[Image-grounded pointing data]
+ + +
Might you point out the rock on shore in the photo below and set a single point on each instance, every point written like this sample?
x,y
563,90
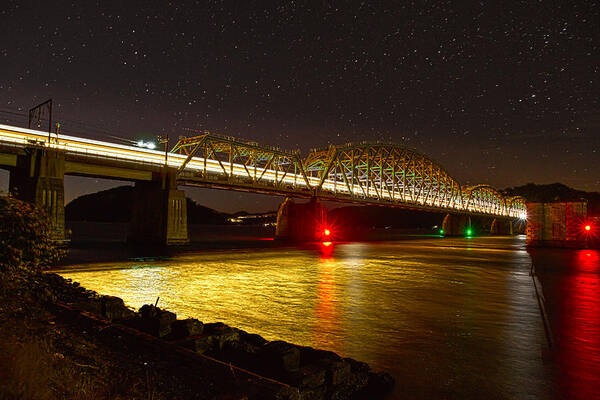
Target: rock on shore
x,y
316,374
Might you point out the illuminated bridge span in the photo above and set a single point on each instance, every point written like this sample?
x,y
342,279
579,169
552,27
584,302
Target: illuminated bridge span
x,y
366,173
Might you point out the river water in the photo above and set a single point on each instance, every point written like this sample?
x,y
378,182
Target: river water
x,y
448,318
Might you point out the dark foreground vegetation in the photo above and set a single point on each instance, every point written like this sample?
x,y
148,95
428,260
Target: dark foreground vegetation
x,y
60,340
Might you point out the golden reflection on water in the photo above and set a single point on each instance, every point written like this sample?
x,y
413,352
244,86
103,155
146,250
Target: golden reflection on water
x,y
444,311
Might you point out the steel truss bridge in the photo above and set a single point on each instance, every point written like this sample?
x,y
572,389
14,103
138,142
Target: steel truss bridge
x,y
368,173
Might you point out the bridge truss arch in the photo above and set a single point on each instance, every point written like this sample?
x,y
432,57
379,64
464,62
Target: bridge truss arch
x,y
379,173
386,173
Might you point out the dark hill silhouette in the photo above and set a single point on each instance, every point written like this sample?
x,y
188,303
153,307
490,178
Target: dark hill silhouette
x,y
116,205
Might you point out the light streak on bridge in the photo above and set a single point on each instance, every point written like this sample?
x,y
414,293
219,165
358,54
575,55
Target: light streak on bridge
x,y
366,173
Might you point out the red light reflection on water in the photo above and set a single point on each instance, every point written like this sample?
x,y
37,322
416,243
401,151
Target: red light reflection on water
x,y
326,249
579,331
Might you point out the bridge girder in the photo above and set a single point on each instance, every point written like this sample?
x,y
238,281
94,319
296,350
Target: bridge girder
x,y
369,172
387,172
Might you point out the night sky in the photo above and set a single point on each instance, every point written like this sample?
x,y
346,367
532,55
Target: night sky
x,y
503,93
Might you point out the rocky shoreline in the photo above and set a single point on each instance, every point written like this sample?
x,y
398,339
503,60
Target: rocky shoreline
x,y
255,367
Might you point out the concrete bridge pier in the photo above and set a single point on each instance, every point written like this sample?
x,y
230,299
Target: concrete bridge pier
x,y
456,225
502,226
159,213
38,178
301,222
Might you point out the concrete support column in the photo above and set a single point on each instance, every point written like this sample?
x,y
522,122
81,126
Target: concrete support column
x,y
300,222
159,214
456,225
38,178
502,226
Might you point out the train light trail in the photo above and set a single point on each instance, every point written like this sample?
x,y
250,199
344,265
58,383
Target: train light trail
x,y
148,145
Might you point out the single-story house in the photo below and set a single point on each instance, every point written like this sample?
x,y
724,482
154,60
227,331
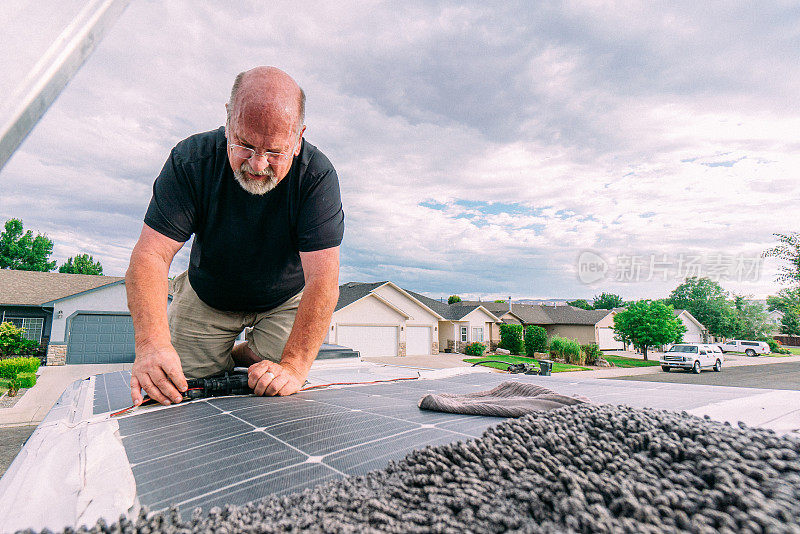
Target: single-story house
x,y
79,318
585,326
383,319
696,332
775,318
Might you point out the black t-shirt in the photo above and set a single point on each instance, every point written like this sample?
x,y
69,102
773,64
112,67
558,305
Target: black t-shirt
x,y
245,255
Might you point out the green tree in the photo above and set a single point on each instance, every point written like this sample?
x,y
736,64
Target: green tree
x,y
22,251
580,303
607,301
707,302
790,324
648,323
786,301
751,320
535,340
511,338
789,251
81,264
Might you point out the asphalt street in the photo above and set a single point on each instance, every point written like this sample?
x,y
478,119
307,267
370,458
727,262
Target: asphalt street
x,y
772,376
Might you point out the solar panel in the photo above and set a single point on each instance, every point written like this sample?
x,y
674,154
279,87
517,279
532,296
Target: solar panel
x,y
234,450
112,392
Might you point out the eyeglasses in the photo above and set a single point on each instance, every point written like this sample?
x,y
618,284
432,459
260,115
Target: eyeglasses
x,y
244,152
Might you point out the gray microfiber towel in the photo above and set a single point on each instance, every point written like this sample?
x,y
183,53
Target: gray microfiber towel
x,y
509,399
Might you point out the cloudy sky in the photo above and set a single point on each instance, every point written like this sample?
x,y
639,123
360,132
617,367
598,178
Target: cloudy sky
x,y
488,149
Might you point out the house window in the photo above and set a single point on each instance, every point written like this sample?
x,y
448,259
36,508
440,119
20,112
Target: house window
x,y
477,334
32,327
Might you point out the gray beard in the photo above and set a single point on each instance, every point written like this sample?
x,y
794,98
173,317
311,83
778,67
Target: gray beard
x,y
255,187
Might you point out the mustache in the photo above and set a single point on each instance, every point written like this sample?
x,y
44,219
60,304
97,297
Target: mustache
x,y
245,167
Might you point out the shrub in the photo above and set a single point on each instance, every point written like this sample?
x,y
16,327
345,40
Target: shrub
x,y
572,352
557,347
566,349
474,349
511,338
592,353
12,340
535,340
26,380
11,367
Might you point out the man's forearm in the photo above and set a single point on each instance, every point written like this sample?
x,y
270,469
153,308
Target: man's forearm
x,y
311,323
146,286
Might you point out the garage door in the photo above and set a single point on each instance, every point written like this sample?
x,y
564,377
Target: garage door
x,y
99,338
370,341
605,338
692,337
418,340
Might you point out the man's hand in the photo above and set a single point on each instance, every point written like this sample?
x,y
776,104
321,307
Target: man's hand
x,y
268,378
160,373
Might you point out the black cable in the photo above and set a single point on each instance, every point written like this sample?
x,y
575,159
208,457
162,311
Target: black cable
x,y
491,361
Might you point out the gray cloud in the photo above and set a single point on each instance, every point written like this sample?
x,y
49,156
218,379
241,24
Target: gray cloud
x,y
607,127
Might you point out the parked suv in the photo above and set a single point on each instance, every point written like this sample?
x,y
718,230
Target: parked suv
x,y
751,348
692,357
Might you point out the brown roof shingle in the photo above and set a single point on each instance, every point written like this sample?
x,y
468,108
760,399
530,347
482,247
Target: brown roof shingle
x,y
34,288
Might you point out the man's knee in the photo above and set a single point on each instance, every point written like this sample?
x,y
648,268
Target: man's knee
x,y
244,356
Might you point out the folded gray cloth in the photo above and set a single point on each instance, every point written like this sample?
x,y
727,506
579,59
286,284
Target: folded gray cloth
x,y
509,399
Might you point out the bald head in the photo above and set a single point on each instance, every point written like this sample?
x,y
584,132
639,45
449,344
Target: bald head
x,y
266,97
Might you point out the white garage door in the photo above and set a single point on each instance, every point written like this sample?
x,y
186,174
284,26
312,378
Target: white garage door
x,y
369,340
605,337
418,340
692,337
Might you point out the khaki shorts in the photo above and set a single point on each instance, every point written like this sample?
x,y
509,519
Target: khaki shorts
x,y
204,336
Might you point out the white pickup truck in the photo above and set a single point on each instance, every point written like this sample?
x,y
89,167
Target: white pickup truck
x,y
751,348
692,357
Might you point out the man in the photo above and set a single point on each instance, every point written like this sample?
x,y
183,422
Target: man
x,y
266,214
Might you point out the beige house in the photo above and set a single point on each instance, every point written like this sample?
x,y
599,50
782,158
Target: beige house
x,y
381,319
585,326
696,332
+ + +
What is needed is an exact reprint of every entry, pictures excluded.

- Output of the exercise:
Might you point out the rock on shore in the photo below and set a single point on each instance, every point written like this sample?
x,y
563,90
Target: rock on shore
x,y
316,374
Might you point out the illuminated bridge span in the photo above and set a single point on each instance, every point written like this sample?
x,y
342,279
579,169
552,27
584,302
Target: illuminated bridge span
x,y
366,173
Might you point out the river water in the photo above and set a single point on each instance, every point written like this sample?
x,y
378,182
Target: river water
x,y
448,318
Might you point out the dark foreground vegetation in the photo above and set a single point on each instance, every point written like this sample?
x,y
148,95
428,260
Target: dark foreground vegetation
x,y
60,340
Might you point out the golden reflection on water in the photo above and set a single point on each instance, every point written like this sample?
x,y
413,352
244,86
103,155
146,250
Target: golden reflection on water
x,y
444,311
Might you point out the steel truss bridge in the photo above and set a single point on each instance, every point written like this sample?
x,y
572,389
14,103
138,142
Target: steel truss bridge
x,y
368,173
Might you point out the bridge truss arch in the photo above and set a single point on each instance, every point written like this sample?
x,y
432,57
379,64
464,62
Target: bridge truss arch
x,y
379,173
386,173
Might you point out the dark hill silhouette in the photo above and set a single point on each instance, every point written like this sample?
x,y
188,303
153,307
490,178
Target: dark hill silhouette
x,y
116,205
Might you point out the light streak on bridge in the photo above and set a single point on each instance, every point written like this sample?
x,y
414,293
219,165
358,54
575,55
Target: light streak on bridge
x,y
366,173
Might you point out the red light reflection on water in the photo above and set a single point on each instance, every point written like this sample?
x,y
37,322
416,243
401,151
Target: red light reflection on water
x,y
326,249
579,331
Might you point out the bridge girder in the photo above and set a single point on each instance, every point written like this sample?
x,y
238,281
94,319
296,350
Target: bridge girder
x,y
369,172
387,172
Might you point out the night sky in the photo above and set a single point on each instance, every point written like this sample?
x,y
346,367
532,55
Target: night sky
x,y
503,93
Might you point out the rocky shoreline in the photo above and set a single point on each instance, every point written like this sample?
x,y
398,339
503,60
Target: rocky shoreline
x,y
255,367
Might you point out the concrete bridge pier in the photo above and set a single point on each instance, every point written like this sample?
x,y
230,299
Target: concrete bridge pier
x,y
456,225
502,226
159,213
38,178
301,222
Might you point out the concrete support column in the photo above and set a single point on each instance, every point written like this sample?
x,y
522,122
81,126
Target: concrete support column
x,y
300,222
159,214
456,225
38,178
502,226
Might you point out the train light trail in the photo above and set a single point on each instance, every point written like this sample?
x,y
250,199
344,265
58,383
Target: train light trail
x,y
148,145
Might you point out the single-story house in the photo below and set a single point on each instance, every point written like this sample?
x,y
724,482
154,60
227,331
Target: single-story house
x,y
79,318
585,326
383,319
696,332
775,318
Might you point out the black t-shirt in the photo above and set a single point on each instance, every point written like this sample?
x,y
69,102
773,64
112,67
558,305
Target: black t-shirt
x,y
245,255
Might you point out the green tree in the photo above and set a single point on each instance, every point written like this sample?
x,y
736,64
Target: green tree
x,y
22,251
580,303
607,301
707,302
790,324
648,323
786,301
751,320
535,340
511,338
789,251
81,264
Might you point out the asphalt street in the photo above and set a single point on each instance, every point written like this sample?
x,y
478,119
307,267
370,458
727,262
Target: asphalt street
x,y
772,376
Might you point out the solar panel in the photo above and set a single point on each instance, every point written like this sample?
x,y
674,154
279,87
517,279
532,296
Target: solar panel
x,y
234,450
112,392
Might you point out the eyeglasses in the photo above and set a single point on each instance, every point written like this sample?
x,y
618,284
432,459
260,115
Target: eyeglasses
x,y
244,152
Might you point out the gray microfiber towel in the photo above and set a single point on each instance, every point written like this sample?
x,y
183,53
Target: gray microfiber towel
x,y
509,399
Might you point out the cloudy sky in the photo above and set a single point on each instance, every point written like this sample?
x,y
639,123
360,132
617,367
598,178
Target: cloudy sky
x,y
488,149
Might you point out the house window in the photo above and set a single point on each instance, every point written like this sample?
x,y
448,259
36,508
440,119
20,112
Target: house window
x,y
477,334
32,327
Might you point out the gray beard in the photo above and set a single point on each instance, every point written like this sample?
x,y
794,98
173,317
311,83
778,67
Target: gray beard
x,y
255,187
Might you point out the mustache in the photo above and set a single point on each instance, every point written like this sample?
x,y
44,219
60,304
97,297
Target: mustache
x,y
245,167
Might you point out the shrub in the photo above and set a single point on each instance, every point written like this sample?
x,y
16,327
345,40
Target: shrub
x,y
572,352
557,347
566,349
474,349
511,338
592,353
12,340
535,340
26,380
11,367
Might you point out the man's forearm in the photo above and set a single point on each instance, every point written like this sample?
x,y
270,469
153,308
Target: man's forearm
x,y
311,323
146,286
Might you point out the garage door in the photo above and set a single point on each instance, every point written like this sample?
x,y
564,377
Target: garage door
x,y
99,338
370,341
605,338
692,337
418,340
Might you point out the man's hand in the photo above and set a single point on each instance, every point written like this sample?
x,y
776,104
321,307
Target: man's hand
x,y
268,378
160,373
Might you point out the black cable in the photo above and set a single point on each instance, every point written like this sample?
x,y
575,159
208,457
162,311
Target: black cable
x,y
491,361
Might you point out the gray cloud in the photo above and set a single point on each instance, every point written like this sample?
x,y
49,156
218,379
241,24
Target: gray cloud
x,y
607,127
Might you point out the parked suv in the photo above and set a single point on each instance, every point written like this sample?
x,y
718,230
Target: parked suv
x,y
751,348
692,357
Might you point out the brown roof shingle in the photo above and set a single point on each instance, every point written like this sample?
x,y
468,108
760,399
530,347
482,247
Target: brown roof shingle
x,y
34,288
Might you point out the man's knee in the photo above and set a single point on each instance, every point written like this sample?
x,y
648,268
Target: man's knee
x,y
244,356
Might you point out the folded gray cloth in the photo above and set a single point on each instance, every point written like this sample?
x,y
727,506
579,59
286,284
Target: folded gray cloth
x,y
509,399
Might you point out the bald head in the photo above and set a single point on each instance, every point written like this sample?
x,y
584,132
639,45
449,344
Target: bald head
x,y
266,97
Might you point out the white garage door in the photo above and set a single point on each instance, every point written like this sample?
x,y
186,174
284,26
312,378
Target: white garage door
x,y
369,340
605,337
418,340
692,337
Might you point out the khaki shorts in the photo above and set a single point on each instance, every point written like this sample?
x,y
509,519
Target: khaki shorts
x,y
204,336
Might you point out the white pickup truck in the photo above and set a single point on each instance, every point written like this sample?
x,y
89,167
Target: white pickup truck
x,y
751,348
692,357
Might you point out the man in the photo above and set a single point on each instance, every point written like this sample?
x,y
183,422
Target: man
x,y
266,214
Might you point out the beige house in the photo above and set a single point on each instance, every point written like this sample?
x,y
599,50
782,158
Target: beige house
x,y
381,319
585,326
696,332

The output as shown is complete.